:: DATA SUPPLIED

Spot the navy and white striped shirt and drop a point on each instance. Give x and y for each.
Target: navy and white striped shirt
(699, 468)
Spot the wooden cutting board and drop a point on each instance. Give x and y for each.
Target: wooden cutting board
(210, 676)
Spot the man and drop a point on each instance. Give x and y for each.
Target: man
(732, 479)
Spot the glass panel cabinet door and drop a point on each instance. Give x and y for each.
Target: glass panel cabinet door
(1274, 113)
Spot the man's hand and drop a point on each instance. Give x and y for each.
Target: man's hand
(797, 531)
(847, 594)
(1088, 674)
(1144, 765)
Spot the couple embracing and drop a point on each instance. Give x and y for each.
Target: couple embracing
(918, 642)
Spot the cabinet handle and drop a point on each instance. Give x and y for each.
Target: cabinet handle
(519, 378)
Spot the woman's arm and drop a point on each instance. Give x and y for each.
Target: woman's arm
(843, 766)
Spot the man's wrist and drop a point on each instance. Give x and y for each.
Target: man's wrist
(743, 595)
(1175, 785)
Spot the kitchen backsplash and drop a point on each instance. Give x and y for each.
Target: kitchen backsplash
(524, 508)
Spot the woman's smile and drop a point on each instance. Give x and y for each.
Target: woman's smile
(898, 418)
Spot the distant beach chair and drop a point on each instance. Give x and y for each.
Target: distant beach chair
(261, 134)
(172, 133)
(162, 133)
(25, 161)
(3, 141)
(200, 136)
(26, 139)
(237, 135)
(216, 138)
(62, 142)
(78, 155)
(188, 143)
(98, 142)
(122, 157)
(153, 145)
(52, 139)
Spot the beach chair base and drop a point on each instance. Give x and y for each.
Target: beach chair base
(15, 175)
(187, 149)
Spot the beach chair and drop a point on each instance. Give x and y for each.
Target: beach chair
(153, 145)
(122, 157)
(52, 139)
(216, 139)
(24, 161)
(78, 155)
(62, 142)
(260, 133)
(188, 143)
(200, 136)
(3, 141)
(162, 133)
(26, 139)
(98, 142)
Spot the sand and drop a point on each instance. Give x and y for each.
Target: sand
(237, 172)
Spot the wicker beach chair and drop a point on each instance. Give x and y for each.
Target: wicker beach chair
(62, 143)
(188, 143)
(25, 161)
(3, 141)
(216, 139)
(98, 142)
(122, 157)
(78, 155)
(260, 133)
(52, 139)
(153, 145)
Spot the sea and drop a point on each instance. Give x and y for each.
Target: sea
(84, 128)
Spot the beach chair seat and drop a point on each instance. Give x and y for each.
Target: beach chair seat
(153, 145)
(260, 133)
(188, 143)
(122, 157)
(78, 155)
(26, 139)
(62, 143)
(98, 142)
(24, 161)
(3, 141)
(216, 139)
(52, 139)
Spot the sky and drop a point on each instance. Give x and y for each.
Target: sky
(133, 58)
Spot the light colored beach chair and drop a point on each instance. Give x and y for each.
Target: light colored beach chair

::::

= PROBLEM TO SOLVE =
Every line of the material must be given again exactly.

= ANSWER SPACE =
Spot the navy and white striped shirt and drop a point on each instance. Give x and y for each.
Target: navy and white striped shirt
(699, 468)
Spot the wooden cutting board and drop a point on each instance. Give x and y for each.
Target: wooden cutting board
(210, 676)
Spot the man and drop a point on each instance. Give x and y for each.
Target: man
(732, 479)
Spot the glass panel cabinet door and drop a point on each instance. Give x and y for each.
Target: glass panel cabinet door
(1274, 113)
Spot the man's hand and drop a point on each instance. Give x and y for each.
Target: man's hand
(797, 531)
(847, 594)
(1088, 674)
(1144, 765)
Spot the couple embracing and drop a point on each instance. Give x and y for each.
Target: couple embracing
(918, 642)
Spot the cabinet handle and drop a point on each instance. Give x and y for each.
Target: cabinet handle
(519, 378)
Spot the woman's arm and drop a point on each instance. Give x and y for each.
Target: woman's arm
(843, 766)
Spot the man's wrist and drop a point on each instance. Give x and y for each.
Target: man's wrist
(743, 595)
(1175, 785)
Spot the kitchen backsplash and drop a point on each instance. Give x and y for each.
Target: kitchen backsplash
(524, 508)
Spot the woman's smile and drop a point on each instance. Give x and y for each.
Target: woman's smile
(898, 418)
Spot the distant beach chair and drop a point on each instance. Give x and y for each.
Target: distant beach chair
(261, 134)
(172, 133)
(162, 133)
(25, 161)
(3, 141)
(200, 136)
(26, 139)
(237, 135)
(216, 138)
(62, 142)
(78, 155)
(188, 143)
(98, 142)
(122, 157)
(153, 145)
(52, 139)
Spot the beach chair base and drop a point on each instance. Give x and y for each.
Target: beach chair base
(15, 175)
(187, 149)
Spot the beach chair and drop a point on each instance. Give x and y for each.
Target: beach chair
(153, 145)
(122, 157)
(52, 139)
(216, 139)
(24, 161)
(78, 155)
(62, 142)
(260, 133)
(188, 143)
(200, 136)
(3, 141)
(162, 133)
(26, 139)
(98, 142)
Spot the sand and drop a point on each instance. Give x and y for each.
Target: sand
(237, 172)
Spot the wicker beach chair and drop a point on each instance. Give x and y for each.
Target: wicker beach chair
(62, 143)
(188, 143)
(25, 161)
(3, 141)
(216, 139)
(98, 142)
(122, 157)
(78, 155)
(260, 133)
(52, 139)
(153, 145)
Spot the sea and drop a point on each instance. Give x and y for each.
Target: sea
(84, 128)
Spot the beach chair seat and drop a point on each instance. Give x and y for each.
Target: beach chair seat
(153, 145)
(260, 133)
(188, 143)
(122, 157)
(78, 155)
(26, 139)
(62, 143)
(98, 142)
(24, 161)
(3, 141)
(216, 139)
(52, 139)
Spot the sky and drop a point on each instance. Give x and y for each.
Target: sky
(133, 58)
Spot the light colored beach chair and drop a point on each instance. Give x and y for each.
Target: light colored beach chair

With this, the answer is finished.